- **CONSIGNES DE L'EXERCICE**:
1/ D'après l'extrait sur la forêt d'Ebo, quelle entreprise le Minfof a-t-il autorisée, le 29 juin, à récolter du bois, et sur quelle superficie ?
2/ Énumérez tous les acteurs dont l'extrait sur la forêt d'Ebo présente les intérêts comme divergents au sujet du massif.

- **EXTRAIT DU DOCUMENT**:
- - - -

Depuis plusieurs années, le massif est au centre d’intérêts divergents : il y a les populations déplacées (les Banens), qui souhaitent retourner dans leurs villages et conserver leurs droits coutumiers sur cette forêt ; l’État, qui lorgne les recettes forestières ; les sociétés forestières, qui convoitent ses nombreuses essences ; les agro-industries, qui visent ses vastes étendues de terres arables ; et des ONG, qui militent pour sa conservation… D’ailleurs, entre 2006 et 2012, l’État a tenté d’y créer un parc national de plus 141 000 ha. Mais, « ledit dossier n’a pas connu l’aboutissement espéré par le Minfof (ministère des Forêts de la Faune, NDLR), à cause de la non-adhésion d’une grande partie de la population au projet de création du parc », avait indiqué le ministre Jules Doret Ndongo, lors d’un point de presse le 22 juillet 2020.

L’option gouvernementale

Le membre de gouvernement tentait alors de justifier le classement dans le domaine privé de l’État d’une partie de cette forêt (68 385 ha), et la création d’une unité forestière d’aménagement (UFA). Mais, à la suite des contestations des populations, soutenues par des ONG et autres associations, le décret y relatif, pris le 14 juillet 2020 par le Premier ministre (PM), Joseph Dion Nguté, a été retiré quelques semaines plus tard. Sauf que le 27 avril 2023, Joseph Dion Nguté a signé un nouveau décret classant la même partie de la forêt d’Ebo dans le domaine privé de l’État, en vue d’en faire « une forêt de production du bois d’œuvre ».

Comme dans le décret du 14 juillet 2020, la surface classée est désormais une UFA constituée de deux blocs. Un de 51 816 ha, situé dans la commune de Yingui dans le département du Nkam, et un autre de 16 569 ha, localisé dans la commune de Massok-Songloulou dans le département de la Sanaga Maritime. Et dans ce dernier bloc, le Minfof a autorisé, le 29 juin, l’entreprise forestière Sextransbois à récolter du bois sur 2 500 ha. Parallèlement, apprend-on de sources autorisées, des réunions se tiennent à la présidence de la République sur le « désenclavement du massif forestier d’Ebo ». Le secrétaire général de la présidence de la République, Ferdinand Ngoh Ngoh, a d’ailleurs invité le ministre de Travaux publics, Emmanuel Nganou Djoumessi, à se faire représenter à celle du 27 juin 2023. On ignore pour l’instant ce qui en est ressorti.

- - - -

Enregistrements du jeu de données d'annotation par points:
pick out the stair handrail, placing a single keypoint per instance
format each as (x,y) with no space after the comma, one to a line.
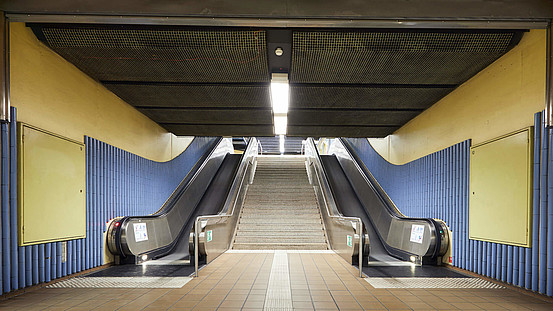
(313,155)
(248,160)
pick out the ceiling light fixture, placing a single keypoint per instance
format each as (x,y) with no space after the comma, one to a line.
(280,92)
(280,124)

- - - -

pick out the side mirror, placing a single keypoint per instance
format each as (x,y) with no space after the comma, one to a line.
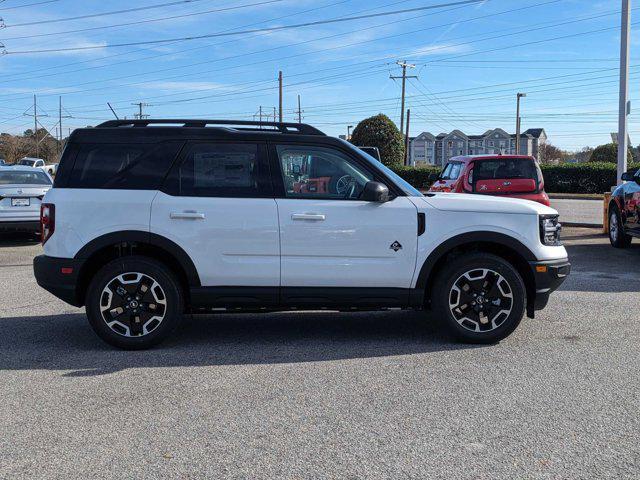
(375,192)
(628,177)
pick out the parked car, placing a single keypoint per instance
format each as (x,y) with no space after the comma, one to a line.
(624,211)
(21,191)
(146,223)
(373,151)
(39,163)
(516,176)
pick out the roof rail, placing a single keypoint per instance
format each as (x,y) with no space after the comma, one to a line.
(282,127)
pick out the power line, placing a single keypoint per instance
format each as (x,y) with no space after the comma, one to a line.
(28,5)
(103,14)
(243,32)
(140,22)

- - - -

- **CORRIGÉ DE L'EXERCICE**:
1/ L'entreprise forestière Sextransbois, sur 2 500 ha.

2/
- Les populations déplacées (les Banens)
- L'État
- Les sociétés forestières
- Les agro-industries
- Des ONG